# Santa Pod. May 2nd & 3d 2015



## V6RUL (May 28, 2009)

Anybody interested in going to Santa Pod for a meet up and a few runs up the strip.
May 2nd & 3rd is the first full weekend of RWYB (run what you bring) and Santa Pod are allowing camping on the Saturday night or there are decent hotels local to the strip and i will be staying here..

Premier Inn Wellingborough
73-81 London Road
Wellingborough
Northamptonshire
NN8 2DP 
Phone/Web: 01933 425851 premierinn.com
Travelling time to track: 16 mins approx
Rates: Rooms from £58

I have been to the Pod between January and April and its hit and miss with the weather and track conditions, so May has a better certainty of good conditions.
The strip on Saturday May 2nd is open till 8pm and is later than usual.
I will contact Santa Pod to see if we can have a decent reserved parking area to all congregate.
If you wanna register for the Challenge series, this puts your recorded times on their website for all to chuckle over..
Once youve registered you will be given a "CC" number which you will display on the rear window of your vehicle when going down the strip.

********

According to the Santa Pod post, until what time is the strip open on Saturday, May 2nd? The lines after this have nothing to do with the Santa Pod post.

********

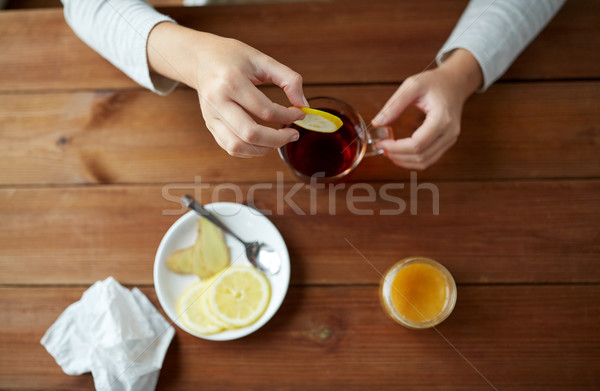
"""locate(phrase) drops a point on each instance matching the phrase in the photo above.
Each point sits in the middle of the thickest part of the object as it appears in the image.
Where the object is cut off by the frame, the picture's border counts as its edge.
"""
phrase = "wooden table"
(90, 164)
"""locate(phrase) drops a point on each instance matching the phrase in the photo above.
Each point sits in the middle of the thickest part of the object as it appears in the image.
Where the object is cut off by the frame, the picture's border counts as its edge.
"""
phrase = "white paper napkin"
(113, 332)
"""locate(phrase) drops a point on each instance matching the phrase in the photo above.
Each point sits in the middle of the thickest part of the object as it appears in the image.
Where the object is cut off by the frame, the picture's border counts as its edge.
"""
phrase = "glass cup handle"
(374, 134)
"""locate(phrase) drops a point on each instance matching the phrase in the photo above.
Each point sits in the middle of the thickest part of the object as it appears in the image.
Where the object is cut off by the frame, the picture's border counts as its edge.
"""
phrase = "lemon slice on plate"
(239, 295)
(319, 121)
(191, 311)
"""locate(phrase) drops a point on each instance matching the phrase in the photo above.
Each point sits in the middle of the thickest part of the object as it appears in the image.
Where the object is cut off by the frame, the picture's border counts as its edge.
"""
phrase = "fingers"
(237, 133)
(406, 94)
(427, 144)
(284, 77)
(254, 101)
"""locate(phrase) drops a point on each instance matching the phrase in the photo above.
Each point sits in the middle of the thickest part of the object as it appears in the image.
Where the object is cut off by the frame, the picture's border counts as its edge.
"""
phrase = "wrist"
(170, 52)
(463, 69)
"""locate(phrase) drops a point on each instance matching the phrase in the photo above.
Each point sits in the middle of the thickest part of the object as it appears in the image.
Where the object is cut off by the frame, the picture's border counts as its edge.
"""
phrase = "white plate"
(247, 223)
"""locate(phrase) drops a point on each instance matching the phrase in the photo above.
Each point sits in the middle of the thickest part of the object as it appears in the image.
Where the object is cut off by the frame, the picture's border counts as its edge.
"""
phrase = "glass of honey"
(331, 156)
(418, 292)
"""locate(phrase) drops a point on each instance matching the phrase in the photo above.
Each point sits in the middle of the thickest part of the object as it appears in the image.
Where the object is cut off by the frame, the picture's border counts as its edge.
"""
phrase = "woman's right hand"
(225, 73)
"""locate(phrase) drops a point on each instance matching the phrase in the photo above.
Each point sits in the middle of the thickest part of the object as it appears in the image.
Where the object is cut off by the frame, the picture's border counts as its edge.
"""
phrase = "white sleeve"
(118, 30)
(497, 31)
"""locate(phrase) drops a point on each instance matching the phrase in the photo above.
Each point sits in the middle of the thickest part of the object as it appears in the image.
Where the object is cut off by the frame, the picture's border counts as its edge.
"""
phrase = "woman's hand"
(440, 94)
(225, 72)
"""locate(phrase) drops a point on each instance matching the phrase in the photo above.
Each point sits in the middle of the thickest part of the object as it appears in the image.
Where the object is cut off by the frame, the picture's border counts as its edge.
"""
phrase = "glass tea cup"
(329, 157)
(418, 293)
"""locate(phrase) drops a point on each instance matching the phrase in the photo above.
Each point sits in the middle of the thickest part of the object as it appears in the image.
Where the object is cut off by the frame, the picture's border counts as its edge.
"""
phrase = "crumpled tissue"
(113, 332)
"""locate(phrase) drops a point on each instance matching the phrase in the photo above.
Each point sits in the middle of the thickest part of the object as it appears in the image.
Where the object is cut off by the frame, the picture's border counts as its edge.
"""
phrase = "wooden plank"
(27, 4)
(390, 40)
(518, 337)
(501, 232)
(538, 130)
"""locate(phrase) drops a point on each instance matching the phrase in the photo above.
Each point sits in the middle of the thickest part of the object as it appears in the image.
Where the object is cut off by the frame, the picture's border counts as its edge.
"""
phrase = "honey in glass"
(418, 293)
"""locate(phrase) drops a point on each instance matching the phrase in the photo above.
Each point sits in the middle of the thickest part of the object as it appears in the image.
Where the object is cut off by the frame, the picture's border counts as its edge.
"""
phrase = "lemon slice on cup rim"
(319, 121)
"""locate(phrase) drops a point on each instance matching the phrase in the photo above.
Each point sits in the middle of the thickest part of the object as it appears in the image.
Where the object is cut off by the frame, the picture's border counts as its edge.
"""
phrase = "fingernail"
(378, 120)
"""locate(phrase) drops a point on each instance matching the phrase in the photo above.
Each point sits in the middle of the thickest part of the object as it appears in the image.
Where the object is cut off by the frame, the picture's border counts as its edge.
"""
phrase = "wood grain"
(485, 232)
(390, 40)
(537, 130)
(28, 4)
(518, 337)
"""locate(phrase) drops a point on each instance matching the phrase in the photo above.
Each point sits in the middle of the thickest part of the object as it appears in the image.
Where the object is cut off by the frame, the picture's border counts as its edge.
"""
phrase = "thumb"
(406, 94)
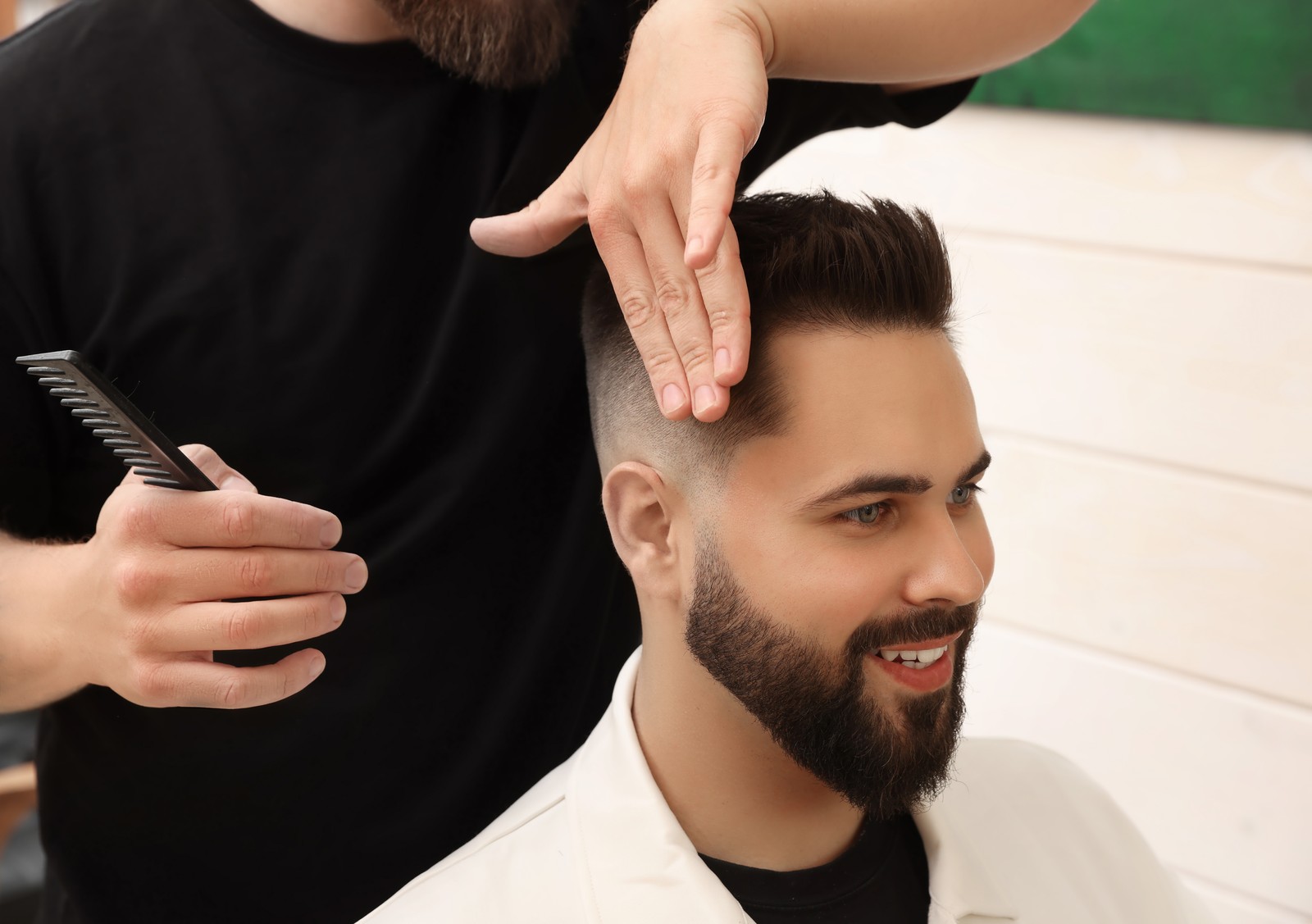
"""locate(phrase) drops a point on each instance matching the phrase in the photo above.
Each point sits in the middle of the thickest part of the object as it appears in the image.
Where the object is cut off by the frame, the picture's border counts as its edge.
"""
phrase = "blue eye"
(866, 516)
(963, 494)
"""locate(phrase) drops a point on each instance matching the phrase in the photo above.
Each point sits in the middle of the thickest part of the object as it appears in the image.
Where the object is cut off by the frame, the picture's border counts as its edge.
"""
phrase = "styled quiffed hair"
(813, 262)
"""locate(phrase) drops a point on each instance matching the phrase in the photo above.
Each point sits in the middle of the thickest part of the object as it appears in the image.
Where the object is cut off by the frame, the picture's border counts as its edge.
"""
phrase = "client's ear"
(640, 513)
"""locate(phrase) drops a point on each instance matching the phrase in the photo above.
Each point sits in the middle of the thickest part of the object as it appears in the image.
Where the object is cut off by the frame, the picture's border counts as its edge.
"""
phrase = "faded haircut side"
(813, 262)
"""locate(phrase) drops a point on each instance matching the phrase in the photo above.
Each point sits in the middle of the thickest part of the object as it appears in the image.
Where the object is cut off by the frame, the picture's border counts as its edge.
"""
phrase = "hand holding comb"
(115, 421)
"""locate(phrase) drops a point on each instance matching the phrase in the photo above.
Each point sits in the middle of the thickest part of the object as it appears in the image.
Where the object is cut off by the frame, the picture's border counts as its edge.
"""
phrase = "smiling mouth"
(918, 657)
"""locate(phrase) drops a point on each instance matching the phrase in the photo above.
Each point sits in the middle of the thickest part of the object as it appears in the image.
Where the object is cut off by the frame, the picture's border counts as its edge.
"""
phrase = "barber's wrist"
(743, 16)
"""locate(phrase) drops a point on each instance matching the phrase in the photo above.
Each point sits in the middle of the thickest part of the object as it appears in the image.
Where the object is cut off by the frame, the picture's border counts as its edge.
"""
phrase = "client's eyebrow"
(882, 483)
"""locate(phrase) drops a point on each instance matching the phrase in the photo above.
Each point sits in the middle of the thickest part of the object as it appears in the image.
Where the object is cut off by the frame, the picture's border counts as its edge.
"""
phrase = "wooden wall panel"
(1200, 364)
(1196, 190)
(1187, 571)
(1217, 780)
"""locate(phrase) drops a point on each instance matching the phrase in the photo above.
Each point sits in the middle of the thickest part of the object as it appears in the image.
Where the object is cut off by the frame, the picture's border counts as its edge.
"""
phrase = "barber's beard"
(886, 759)
(498, 43)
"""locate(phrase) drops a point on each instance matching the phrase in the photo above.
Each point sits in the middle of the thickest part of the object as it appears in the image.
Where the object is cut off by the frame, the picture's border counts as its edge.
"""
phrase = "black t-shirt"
(882, 877)
(262, 236)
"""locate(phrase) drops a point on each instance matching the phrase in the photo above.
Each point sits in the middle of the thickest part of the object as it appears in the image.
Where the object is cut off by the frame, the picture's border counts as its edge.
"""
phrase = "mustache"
(911, 625)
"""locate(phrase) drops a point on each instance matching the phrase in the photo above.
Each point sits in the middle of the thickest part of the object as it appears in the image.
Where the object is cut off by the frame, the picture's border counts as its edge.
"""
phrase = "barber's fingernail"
(704, 399)
(331, 533)
(356, 575)
(672, 398)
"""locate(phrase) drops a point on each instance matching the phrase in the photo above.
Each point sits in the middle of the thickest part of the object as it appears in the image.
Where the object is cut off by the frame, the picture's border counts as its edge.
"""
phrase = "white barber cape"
(1020, 836)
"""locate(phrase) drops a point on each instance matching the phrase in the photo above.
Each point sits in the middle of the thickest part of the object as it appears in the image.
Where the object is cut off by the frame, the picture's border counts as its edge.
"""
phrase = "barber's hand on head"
(655, 183)
(153, 581)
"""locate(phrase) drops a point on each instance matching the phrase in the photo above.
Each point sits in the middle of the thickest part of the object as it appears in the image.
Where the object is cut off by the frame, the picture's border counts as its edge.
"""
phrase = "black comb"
(116, 421)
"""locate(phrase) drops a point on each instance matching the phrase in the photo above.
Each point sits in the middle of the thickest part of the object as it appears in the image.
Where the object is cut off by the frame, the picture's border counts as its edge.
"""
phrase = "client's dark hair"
(813, 262)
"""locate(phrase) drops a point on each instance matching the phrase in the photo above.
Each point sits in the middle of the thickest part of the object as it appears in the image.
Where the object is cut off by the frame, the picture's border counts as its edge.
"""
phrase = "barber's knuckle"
(134, 581)
(142, 633)
(660, 362)
(242, 626)
(672, 295)
(239, 521)
(153, 683)
(314, 616)
(253, 574)
(636, 307)
(330, 571)
(607, 220)
(638, 184)
(695, 355)
(233, 692)
(138, 519)
(722, 318)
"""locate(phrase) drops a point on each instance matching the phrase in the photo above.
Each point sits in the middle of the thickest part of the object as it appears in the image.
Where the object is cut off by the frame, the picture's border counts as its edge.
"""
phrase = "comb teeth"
(112, 417)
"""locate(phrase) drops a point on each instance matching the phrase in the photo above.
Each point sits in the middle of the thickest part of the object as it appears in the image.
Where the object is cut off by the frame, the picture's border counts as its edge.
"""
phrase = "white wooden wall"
(1137, 302)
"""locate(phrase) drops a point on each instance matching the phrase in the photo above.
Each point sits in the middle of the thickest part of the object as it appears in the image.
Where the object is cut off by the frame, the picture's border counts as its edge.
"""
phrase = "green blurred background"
(1237, 62)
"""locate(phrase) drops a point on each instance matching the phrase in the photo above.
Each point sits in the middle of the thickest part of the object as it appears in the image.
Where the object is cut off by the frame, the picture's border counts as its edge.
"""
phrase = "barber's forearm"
(903, 41)
(32, 671)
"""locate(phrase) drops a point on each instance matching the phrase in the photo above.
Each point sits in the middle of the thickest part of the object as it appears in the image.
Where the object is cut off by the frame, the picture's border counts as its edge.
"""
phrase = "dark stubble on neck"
(885, 760)
(496, 43)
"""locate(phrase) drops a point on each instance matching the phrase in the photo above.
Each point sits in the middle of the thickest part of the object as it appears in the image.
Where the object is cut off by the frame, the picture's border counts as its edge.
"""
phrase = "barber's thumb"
(216, 470)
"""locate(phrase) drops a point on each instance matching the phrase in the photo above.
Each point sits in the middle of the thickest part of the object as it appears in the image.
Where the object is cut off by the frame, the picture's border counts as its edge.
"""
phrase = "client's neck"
(356, 21)
(734, 792)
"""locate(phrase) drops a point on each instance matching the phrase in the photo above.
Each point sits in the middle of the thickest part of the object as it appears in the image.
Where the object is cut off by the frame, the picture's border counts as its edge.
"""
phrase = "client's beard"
(498, 43)
(886, 760)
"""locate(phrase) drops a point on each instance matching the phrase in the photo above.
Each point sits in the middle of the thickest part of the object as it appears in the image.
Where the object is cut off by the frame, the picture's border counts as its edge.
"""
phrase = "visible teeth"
(913, 659)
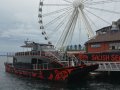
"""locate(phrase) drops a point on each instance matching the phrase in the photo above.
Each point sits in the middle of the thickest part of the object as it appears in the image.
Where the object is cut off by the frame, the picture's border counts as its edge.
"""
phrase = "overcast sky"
(19, 21)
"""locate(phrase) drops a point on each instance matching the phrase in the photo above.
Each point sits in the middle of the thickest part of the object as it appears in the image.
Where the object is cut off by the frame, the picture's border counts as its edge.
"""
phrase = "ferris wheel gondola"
(59, 19)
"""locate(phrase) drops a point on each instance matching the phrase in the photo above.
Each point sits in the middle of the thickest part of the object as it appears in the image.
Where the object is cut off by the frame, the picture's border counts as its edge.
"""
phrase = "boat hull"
(62, 74)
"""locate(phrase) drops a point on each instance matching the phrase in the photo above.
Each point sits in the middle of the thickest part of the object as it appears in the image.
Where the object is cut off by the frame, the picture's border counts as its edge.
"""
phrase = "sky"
(19, 22)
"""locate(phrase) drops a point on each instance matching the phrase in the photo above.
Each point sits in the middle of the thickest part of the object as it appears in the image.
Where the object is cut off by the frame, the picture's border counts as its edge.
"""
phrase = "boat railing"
(44, 66)
(10, 54)
(52, 55)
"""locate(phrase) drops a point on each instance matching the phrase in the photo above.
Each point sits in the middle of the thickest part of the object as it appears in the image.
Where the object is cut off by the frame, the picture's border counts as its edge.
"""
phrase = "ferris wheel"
(60, 19)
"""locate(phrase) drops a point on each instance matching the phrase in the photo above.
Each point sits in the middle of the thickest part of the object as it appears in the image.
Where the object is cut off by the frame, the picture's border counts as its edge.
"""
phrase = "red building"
(107, 39)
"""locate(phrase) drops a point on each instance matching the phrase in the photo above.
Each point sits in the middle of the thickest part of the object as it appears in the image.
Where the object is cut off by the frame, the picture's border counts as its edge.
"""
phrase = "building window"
(114, 46)
(95, 45)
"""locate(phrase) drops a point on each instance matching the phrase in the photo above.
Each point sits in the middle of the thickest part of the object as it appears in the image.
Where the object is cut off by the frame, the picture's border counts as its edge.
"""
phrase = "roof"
(107, 37)
(31, 44)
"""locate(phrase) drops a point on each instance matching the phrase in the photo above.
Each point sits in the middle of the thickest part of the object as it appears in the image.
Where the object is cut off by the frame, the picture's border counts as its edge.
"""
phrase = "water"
(13, 82)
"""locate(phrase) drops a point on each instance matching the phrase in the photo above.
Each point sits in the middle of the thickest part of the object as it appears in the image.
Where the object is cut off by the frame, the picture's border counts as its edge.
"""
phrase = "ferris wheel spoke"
(57, 18)
(97, 16)
(70, 34)
(109, 11)
(87, 24)
(60, 25)
(57, 4)
(91, 20)
(67, 1)
(102, 2)
(57, 11)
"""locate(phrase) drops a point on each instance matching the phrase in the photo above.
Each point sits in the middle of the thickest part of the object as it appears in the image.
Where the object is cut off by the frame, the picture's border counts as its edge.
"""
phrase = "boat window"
(95, 45)
(34, 61)
(40, 61)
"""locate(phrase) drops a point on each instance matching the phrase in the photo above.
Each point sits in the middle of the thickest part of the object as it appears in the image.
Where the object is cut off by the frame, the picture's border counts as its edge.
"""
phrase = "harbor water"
(13, 82)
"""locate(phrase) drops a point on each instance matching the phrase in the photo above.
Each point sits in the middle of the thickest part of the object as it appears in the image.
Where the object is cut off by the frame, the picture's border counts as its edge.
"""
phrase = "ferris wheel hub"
(78, 4)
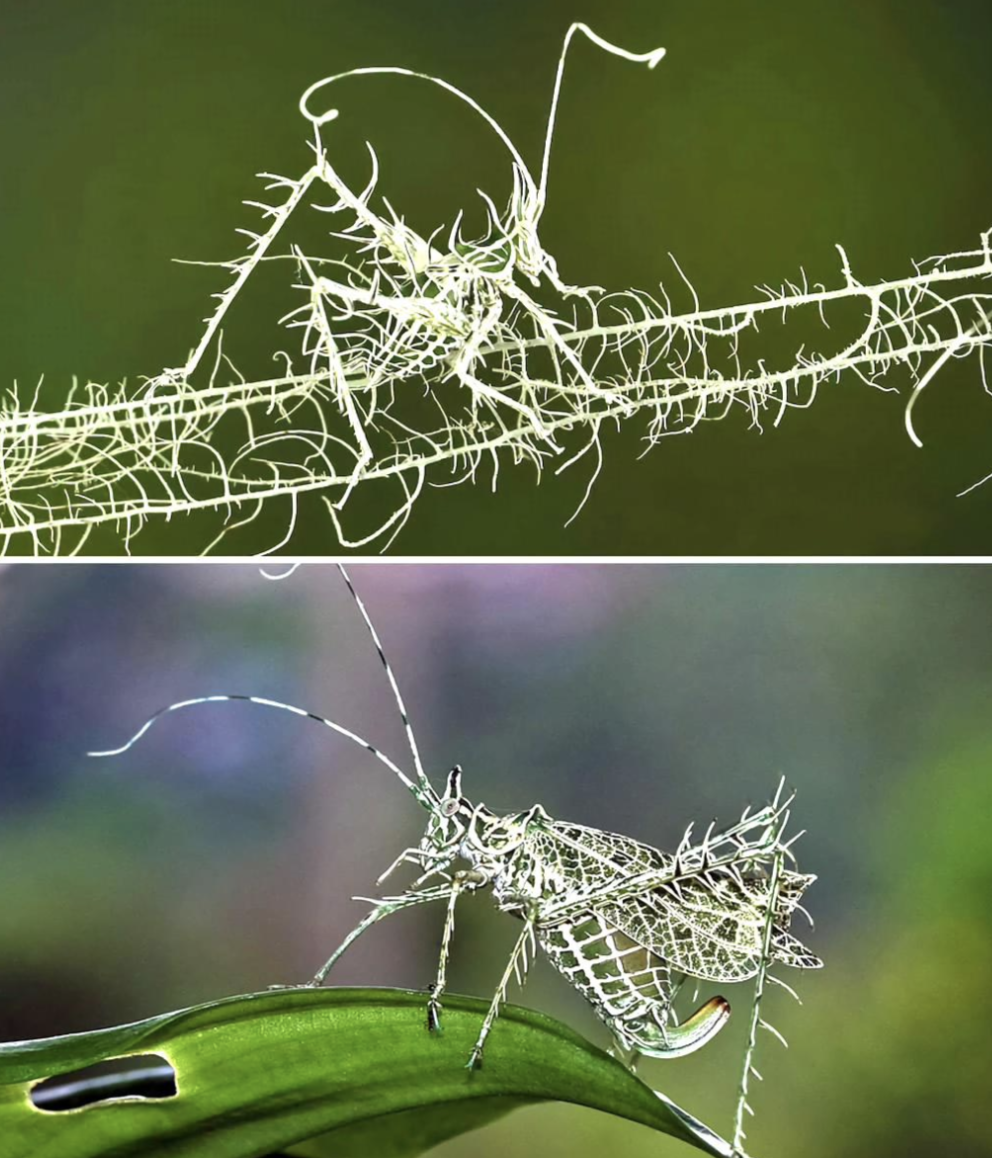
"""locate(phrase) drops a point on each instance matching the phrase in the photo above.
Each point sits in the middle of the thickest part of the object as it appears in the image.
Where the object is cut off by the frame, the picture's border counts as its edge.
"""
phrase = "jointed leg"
(383, 908)
(517, 964)
(463, 880)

********

**Answer for the task:** 8pm